### [Selected text]
Files
MIS-Contro-Tower/snappy.md
2026-04-22 05:04:19 +00:00

10 KiB
Raw Permalink Blame History

Snappy UX plan (Next.js)

Goals

  • Make every navigation feel instant (<50ms feedback) via loading UI and disabled re-clicks.
  • Reduce server and data latency for heavy pages (Overview, Reports).
  • Keep data accurate while allowing slight staleness for Settings/Financial (seconds).

Constraints

  • Data-heavy pages with large payloads and expensive queries.
  • Users click multiple times when no feedback is shown.

Success targets

  • Navigation feedback in <50ms (loading/skeleton/pending state).
  • P95 server response under 300-500ms for most queries; worst cases hidden behind progressive loading.
  • No multi-click queueing; one navigation at a time.

Phase 1: Audit and baseline (completed)

What was instrumented

  • Server timing + payload logging on Overview, Reports, Reports Filters, Machines APIs.
  • Per-step timings inside getOverviewData (machines query, events query, normalize/filter).
  • Client nav timing hooks were added but not captured due to service env/build config.

Baseline results (from /tmp/mis-control-tower.log)

  • Aggregate stats (cold + warm averaged)

    • Client nav (perf.client nav duration)
      • Avg: ~38ms; p50: ~51ms; p95: ~67ms; min: ~5ms; max: ~82ms.
    • Overview API (/api/overview) total
      • Avg: ~3.07s; p50: ~1.73s; p95: ~8.61s; min: ~1.20s; max: ~21.54s.
    • getOverviewData total
      • Avg: ~1.29s; p50: ~1.26s; p95: ~1.35s; min: ~1.15s; max: ~2.41s.
    • Machines query (inside Overview)
      • Avg: ~1.27s; p50: ~1.25s; p95: ~1.33s; min: ~1.13s; max: ~2.38s.
    • Machines API (/api/machines) total
      • Avg: ~1.26s; p50: ~1.25s; p95: ~1.36s; min: ~1.13s; max: ~1.52s.
    • Reports API (/api/reports) total
      • Avg: ~3.81s; p50: ~468ms; p95: ~18.14s; min: ~168ms; max: ~26.56s.
    • Reports filters (/api/reports/filters) total
      • Avg: ~4.07s; p50: ~367ms; p95: ~16.61s; min: ~57ms; max: ~23.78s.
    • Reports payload size
      • Avg: ~406KB; p50: ~406KB; p95: ~407KB.
  • Overview (/api/overview)

### [Your instructions]
Resume the Next.js responsiveness plan above, picking up immediately after its final line.

### [Material provided]
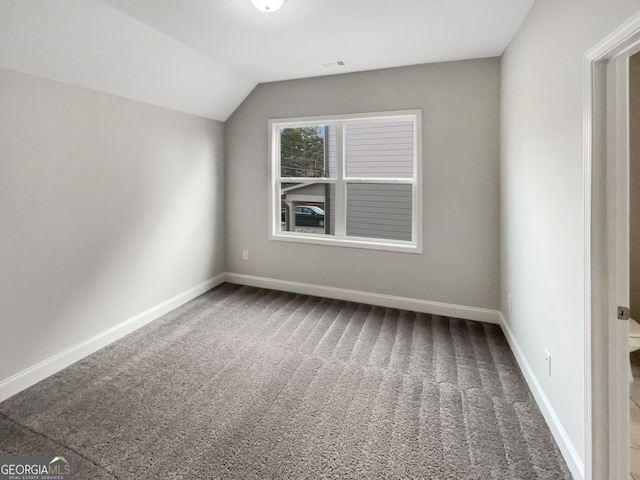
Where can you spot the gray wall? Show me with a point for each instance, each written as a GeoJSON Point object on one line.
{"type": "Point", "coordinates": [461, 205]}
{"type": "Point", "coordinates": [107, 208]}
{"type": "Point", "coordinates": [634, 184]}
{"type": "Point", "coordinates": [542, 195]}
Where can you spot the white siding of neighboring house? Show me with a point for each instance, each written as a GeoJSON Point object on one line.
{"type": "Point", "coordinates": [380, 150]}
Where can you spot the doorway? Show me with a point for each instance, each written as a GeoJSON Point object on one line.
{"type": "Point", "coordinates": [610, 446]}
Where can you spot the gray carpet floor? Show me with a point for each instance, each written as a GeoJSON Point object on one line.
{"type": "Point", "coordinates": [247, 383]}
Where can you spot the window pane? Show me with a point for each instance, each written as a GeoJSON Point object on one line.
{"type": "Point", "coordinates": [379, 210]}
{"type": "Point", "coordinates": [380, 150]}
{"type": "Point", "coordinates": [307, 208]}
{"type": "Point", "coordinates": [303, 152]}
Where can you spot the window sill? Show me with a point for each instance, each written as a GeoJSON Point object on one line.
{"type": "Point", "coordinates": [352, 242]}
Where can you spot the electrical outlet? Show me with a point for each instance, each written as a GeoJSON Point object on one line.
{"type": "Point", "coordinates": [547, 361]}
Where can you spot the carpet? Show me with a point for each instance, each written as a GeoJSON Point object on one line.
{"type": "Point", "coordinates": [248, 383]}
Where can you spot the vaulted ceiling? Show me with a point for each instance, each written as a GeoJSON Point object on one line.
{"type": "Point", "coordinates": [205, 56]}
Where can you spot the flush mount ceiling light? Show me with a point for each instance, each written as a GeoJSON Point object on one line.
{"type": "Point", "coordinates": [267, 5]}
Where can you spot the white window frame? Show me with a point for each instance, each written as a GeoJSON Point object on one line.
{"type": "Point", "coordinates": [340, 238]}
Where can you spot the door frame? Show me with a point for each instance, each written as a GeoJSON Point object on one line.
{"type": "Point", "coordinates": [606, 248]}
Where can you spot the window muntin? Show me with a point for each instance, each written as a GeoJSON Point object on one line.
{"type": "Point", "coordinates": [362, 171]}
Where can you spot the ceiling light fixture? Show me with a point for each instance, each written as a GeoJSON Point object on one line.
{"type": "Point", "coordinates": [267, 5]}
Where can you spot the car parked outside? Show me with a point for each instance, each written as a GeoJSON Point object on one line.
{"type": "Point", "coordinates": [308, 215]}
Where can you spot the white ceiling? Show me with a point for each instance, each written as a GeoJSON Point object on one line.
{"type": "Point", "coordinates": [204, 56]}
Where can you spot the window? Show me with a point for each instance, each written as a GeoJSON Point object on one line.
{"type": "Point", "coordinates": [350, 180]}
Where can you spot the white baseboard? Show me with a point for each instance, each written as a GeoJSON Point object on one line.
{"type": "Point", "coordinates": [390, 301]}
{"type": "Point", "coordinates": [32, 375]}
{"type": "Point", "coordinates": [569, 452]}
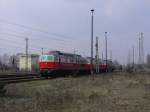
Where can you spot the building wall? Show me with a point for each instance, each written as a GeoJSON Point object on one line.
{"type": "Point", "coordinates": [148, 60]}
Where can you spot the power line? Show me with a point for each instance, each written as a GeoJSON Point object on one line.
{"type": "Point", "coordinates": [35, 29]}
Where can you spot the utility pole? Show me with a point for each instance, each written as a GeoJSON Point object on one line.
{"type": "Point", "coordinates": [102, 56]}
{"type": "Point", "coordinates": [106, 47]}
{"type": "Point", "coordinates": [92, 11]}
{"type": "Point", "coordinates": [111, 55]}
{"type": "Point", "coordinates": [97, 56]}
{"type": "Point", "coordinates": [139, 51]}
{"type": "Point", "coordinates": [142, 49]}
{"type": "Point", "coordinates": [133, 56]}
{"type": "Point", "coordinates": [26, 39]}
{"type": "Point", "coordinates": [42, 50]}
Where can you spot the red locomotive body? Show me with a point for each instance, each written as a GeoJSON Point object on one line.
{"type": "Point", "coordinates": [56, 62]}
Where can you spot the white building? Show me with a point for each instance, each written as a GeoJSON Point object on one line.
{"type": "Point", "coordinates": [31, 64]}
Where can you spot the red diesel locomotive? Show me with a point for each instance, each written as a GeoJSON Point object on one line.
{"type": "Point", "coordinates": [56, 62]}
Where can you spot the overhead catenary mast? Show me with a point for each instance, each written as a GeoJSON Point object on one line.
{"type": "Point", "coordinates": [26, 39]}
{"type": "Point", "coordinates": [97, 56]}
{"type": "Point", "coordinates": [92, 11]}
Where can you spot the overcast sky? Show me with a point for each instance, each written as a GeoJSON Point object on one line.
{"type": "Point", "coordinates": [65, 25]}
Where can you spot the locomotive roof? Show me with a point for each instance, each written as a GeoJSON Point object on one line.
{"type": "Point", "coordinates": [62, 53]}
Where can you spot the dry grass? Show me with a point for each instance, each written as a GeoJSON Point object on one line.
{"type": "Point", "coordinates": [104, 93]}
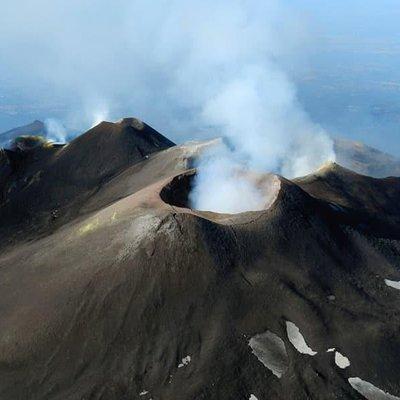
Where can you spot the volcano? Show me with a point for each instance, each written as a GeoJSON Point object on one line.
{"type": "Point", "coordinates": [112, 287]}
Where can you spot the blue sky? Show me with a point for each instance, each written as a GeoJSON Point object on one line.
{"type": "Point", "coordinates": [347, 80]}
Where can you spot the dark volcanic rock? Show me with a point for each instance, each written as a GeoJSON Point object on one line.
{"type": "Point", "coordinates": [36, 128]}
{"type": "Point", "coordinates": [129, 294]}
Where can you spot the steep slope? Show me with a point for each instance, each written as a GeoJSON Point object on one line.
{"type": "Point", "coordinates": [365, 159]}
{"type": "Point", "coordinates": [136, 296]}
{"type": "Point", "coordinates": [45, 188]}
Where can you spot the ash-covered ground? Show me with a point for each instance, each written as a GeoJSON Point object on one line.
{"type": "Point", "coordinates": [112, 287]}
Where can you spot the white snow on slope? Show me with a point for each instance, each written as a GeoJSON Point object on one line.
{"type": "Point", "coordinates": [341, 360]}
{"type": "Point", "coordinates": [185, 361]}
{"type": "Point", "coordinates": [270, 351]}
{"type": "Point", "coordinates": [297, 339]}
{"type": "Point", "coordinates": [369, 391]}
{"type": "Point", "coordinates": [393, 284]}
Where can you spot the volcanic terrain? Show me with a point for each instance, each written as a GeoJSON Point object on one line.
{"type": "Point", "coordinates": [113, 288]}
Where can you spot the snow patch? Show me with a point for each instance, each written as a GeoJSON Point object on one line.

### [Answer to the problem]
    • Total: ~1.32.5s across samples (best ~1.2s, spikes up to ~2.5s).
    • getOverviewData total: ~1.151.36s typically; one sample ~2.4s.
    • Machines query dominates: ~1.121.33s (primary bottleneck).
    • Events query: ~535ms (minor).
    • Payload: ~13KB.
  • Machines (/api/machines)

    • Total: ~1.151.33s per call for 3 machines.
    • Machines query dominates: ~1.151.33s.
    • Payload: ~1.6KB.
  • Reports (/api/reports)

    • Typical total: ~170225ms (later runs), earlier spikes up to ~16s (pre-fix or cold).
    • Query timings combined: ~130200ms.
    • Row counts: ~1.8k KPI rows, ~6.2k cycles, ~736 events.
    • Payload size ~406KB (largest).
  • Reports filters (/api/reports/filters)

    • Typical total: ~5668ms (later runs), earlier spikes up to ~23s (pre-fix or cold).
    • Query timings: ~3040ms.
    • Payload: ~51B.

Findings

  • The dominant latency contributor is the machines query used by Overview and Machines endpoints.
  • Reports payload is large (~406KB), which impacts UI responsiveness even when queries are moderate.
  • Large outliers (multi-second totals) likely come from non-query overhead (session lookup, DB connection wait, or cold start); these need targeted checks.
  • Reports and reports filters show totals that are far larger than the summed query timings, confirming significant overhead outside the measured DB queries.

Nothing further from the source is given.